> [WHAT TO WORK ON]
Rewrite the listing lines between the one containing "In this picture, where can the orange rust" and the one containing "point(271, 379)", inclusive, as a numbered list. Omit blank lines.

> [EXCERPTED DATA]
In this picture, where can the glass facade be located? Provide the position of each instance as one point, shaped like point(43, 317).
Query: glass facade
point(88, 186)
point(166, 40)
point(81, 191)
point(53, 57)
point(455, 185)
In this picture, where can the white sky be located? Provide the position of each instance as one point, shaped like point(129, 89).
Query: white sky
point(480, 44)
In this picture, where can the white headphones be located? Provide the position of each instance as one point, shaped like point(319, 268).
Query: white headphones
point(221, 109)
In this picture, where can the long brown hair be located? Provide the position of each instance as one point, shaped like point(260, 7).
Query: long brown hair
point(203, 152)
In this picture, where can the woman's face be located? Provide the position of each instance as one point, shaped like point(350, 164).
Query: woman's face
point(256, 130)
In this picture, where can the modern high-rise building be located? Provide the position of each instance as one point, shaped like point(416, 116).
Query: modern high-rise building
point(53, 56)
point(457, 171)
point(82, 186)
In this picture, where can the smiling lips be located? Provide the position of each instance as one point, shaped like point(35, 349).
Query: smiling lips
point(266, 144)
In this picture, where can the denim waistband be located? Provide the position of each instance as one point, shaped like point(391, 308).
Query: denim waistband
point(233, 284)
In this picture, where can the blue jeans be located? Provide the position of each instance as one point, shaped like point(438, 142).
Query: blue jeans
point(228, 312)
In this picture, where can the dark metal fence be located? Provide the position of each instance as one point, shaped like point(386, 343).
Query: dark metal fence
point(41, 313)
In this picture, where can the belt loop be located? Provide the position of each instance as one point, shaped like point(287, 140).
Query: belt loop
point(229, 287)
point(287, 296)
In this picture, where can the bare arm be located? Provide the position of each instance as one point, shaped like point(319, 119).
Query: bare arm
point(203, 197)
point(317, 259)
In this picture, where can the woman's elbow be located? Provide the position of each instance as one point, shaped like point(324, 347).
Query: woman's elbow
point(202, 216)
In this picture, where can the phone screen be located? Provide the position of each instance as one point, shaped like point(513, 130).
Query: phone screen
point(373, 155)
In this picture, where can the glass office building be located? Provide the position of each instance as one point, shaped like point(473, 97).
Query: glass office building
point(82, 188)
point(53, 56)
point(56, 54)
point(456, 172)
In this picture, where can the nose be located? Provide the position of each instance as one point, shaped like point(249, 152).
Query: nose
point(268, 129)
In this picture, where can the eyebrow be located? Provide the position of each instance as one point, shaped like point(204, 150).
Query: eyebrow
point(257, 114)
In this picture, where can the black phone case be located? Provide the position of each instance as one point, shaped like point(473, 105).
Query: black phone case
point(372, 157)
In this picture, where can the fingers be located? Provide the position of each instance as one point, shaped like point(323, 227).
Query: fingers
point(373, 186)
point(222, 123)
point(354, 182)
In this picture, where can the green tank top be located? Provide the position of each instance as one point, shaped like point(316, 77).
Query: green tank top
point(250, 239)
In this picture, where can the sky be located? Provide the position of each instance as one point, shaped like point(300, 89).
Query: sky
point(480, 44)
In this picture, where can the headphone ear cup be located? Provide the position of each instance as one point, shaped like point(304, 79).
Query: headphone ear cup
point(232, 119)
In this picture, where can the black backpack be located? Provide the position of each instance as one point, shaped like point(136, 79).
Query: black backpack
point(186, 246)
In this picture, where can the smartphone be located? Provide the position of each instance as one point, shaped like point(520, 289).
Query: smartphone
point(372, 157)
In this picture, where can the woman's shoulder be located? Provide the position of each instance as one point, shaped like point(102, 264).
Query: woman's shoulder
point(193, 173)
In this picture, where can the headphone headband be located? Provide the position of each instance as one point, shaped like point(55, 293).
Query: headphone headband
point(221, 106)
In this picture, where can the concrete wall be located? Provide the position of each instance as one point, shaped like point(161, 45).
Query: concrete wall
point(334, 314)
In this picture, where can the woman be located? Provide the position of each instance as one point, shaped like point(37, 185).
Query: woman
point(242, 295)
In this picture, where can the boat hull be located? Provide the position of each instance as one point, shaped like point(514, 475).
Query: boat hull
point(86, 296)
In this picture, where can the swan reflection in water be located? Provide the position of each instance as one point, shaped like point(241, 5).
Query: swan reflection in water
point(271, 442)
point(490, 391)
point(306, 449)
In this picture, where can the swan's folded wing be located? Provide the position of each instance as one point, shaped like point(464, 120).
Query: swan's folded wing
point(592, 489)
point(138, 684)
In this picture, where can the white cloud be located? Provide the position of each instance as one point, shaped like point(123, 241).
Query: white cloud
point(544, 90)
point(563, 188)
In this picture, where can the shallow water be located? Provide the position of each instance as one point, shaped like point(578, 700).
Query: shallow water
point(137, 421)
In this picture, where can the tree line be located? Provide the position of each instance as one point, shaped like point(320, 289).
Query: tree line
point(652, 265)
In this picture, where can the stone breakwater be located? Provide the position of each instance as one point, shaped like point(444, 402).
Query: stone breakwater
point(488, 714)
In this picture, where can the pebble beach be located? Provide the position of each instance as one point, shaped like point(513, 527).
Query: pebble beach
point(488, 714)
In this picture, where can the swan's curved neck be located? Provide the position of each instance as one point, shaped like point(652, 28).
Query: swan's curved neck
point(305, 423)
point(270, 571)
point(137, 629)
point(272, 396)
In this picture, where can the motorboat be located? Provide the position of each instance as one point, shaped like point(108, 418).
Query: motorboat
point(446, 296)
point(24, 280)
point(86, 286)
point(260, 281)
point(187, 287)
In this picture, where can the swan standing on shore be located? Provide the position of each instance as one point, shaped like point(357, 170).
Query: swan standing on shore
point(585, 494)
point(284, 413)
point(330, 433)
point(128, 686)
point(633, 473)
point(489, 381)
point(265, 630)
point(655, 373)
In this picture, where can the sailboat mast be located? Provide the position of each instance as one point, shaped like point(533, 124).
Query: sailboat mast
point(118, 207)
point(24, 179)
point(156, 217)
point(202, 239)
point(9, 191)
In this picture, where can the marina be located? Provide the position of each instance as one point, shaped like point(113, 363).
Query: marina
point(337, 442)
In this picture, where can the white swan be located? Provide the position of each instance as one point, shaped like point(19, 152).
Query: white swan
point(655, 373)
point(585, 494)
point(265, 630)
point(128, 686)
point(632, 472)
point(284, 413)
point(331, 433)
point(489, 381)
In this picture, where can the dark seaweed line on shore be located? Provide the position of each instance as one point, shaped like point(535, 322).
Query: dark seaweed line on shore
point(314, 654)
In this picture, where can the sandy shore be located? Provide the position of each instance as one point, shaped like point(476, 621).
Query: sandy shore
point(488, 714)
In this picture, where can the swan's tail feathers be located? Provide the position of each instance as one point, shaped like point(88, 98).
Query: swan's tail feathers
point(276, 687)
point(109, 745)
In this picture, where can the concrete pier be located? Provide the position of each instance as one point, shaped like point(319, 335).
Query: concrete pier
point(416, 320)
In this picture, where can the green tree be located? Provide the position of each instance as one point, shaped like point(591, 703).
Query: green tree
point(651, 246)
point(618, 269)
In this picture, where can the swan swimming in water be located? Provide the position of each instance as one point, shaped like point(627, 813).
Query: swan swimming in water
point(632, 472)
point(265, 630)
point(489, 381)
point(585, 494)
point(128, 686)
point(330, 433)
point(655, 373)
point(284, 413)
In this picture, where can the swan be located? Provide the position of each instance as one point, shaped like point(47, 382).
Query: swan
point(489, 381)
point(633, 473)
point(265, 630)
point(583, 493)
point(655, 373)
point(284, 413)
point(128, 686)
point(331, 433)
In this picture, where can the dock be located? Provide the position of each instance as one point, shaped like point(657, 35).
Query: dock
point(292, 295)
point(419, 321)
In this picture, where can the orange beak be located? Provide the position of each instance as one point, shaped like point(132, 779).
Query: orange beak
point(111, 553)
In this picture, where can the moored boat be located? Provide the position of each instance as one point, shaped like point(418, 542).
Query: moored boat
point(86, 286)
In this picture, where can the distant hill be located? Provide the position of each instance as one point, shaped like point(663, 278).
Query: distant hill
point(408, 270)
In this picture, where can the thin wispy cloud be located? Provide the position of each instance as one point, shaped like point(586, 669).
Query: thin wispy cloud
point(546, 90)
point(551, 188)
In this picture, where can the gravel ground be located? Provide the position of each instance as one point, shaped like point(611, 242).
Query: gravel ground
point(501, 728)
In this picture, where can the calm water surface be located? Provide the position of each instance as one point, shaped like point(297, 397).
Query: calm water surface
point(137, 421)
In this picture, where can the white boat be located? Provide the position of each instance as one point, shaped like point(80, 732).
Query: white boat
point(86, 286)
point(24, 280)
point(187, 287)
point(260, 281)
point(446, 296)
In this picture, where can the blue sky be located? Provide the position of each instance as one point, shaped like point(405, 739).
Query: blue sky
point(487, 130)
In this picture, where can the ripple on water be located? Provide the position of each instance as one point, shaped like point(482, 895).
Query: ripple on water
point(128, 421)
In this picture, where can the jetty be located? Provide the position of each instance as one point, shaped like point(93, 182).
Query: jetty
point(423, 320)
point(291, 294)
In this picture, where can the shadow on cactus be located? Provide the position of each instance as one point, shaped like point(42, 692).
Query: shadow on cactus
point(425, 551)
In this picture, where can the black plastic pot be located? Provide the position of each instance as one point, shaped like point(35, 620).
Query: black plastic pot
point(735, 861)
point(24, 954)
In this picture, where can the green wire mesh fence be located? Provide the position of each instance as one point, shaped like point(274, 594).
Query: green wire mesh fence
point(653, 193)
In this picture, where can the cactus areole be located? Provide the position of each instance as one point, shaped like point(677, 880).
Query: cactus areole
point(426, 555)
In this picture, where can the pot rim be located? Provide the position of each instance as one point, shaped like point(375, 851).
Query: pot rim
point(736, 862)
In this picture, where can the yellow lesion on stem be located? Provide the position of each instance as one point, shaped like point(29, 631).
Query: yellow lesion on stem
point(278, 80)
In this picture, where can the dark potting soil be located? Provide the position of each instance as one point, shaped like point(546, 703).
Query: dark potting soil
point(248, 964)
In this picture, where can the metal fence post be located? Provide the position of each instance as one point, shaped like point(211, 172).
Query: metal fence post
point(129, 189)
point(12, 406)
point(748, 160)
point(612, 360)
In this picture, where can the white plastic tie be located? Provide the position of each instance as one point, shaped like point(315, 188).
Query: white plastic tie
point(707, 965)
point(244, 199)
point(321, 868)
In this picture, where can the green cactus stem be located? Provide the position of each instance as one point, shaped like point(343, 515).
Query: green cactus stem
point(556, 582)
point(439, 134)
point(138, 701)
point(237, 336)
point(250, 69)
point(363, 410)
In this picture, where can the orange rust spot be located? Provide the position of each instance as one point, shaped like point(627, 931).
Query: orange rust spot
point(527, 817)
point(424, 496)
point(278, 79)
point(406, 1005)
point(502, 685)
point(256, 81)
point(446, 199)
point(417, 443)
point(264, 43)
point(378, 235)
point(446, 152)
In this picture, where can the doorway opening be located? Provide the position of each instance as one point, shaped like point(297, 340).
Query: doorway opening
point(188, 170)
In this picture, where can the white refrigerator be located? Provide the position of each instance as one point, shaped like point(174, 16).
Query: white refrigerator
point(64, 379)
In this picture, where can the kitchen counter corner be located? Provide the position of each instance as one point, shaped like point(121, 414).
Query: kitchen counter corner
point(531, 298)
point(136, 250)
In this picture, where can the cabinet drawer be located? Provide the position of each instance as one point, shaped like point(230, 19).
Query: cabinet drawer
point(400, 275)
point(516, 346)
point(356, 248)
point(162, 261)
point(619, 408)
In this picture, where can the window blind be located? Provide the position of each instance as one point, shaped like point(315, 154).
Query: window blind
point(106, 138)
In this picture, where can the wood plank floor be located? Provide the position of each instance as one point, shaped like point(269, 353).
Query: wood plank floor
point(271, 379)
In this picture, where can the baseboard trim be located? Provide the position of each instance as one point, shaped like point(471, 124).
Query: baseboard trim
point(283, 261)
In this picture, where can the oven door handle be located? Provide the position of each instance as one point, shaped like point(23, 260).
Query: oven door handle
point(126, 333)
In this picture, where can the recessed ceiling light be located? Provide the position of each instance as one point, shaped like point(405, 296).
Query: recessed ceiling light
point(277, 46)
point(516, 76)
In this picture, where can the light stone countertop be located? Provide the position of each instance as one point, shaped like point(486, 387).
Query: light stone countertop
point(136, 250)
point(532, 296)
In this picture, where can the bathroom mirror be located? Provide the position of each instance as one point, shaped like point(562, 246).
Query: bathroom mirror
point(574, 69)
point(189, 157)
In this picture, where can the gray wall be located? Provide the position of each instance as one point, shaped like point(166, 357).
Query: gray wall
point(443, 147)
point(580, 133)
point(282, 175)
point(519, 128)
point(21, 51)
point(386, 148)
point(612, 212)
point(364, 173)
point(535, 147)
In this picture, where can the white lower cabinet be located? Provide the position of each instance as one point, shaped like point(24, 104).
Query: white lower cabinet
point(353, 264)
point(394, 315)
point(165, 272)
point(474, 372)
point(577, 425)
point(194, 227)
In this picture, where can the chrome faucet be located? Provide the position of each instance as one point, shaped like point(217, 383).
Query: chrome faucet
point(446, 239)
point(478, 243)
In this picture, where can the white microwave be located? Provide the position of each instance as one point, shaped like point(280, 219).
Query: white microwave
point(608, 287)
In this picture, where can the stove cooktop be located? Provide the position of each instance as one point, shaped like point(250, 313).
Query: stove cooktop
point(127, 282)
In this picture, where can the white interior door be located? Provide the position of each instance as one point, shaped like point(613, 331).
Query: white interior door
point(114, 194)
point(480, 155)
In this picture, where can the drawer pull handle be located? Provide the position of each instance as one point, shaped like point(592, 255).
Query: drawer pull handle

> [FINISHED TASK]
1. In this picture, where can the orange rust spot be located? Provide the position of each instance as one point, shaped like point(627, 931).
2. Query: orange rust spot
3. point(527, 817)
4. point(424, 496)
5. point(278, 79)
6. point(406, 1005)
7. point(502, 685)
8. point(256, 81)
9. point(446, 199)
10. point(417, 443)
11. point(264, 43)
12. point(378, 235)
13. point(446, 152)
14. In this picture, where can the doorway opening be located? Provide the position of each instance as one point, shaped like point(297, 340).
15. Query: doorway opening
16. point(188, 170)
17. In this picture, where can the white refrigerator be located? Provide the position of each instance as one point, shaped like point(174, 16).
18. Query: white refrigerator
19. point(64, 379)
20. In this picture, where can the kitchen counter corner be located? Provide the position of each instance as one point, shaped like point(121, 414).
21. Query: kitchen counter corner
22. point(531, 298)
23. point(136, 250)
24. In this picture, where can the cabinet drawer be located? Provide the position of each instance as one point, shaped like point(230, 19).
25. Query: cabinet drawer
26. point(400, 275)
27. point(516, 346)
28. point(356, 248)
29. point(162, 261)
30. point(619, 408)
31. In this picture, where can the window blind be located? Provide the position of each instance as one point, shaped like point(315, 154).
32. Query: window blind
33. point(106, 138)
34. In this picture, where can the wood plank floor be located? Provide the position of each instance as one point, shaped like point(269, 353).
35. Query: wood plank floor
36. point(271, 379)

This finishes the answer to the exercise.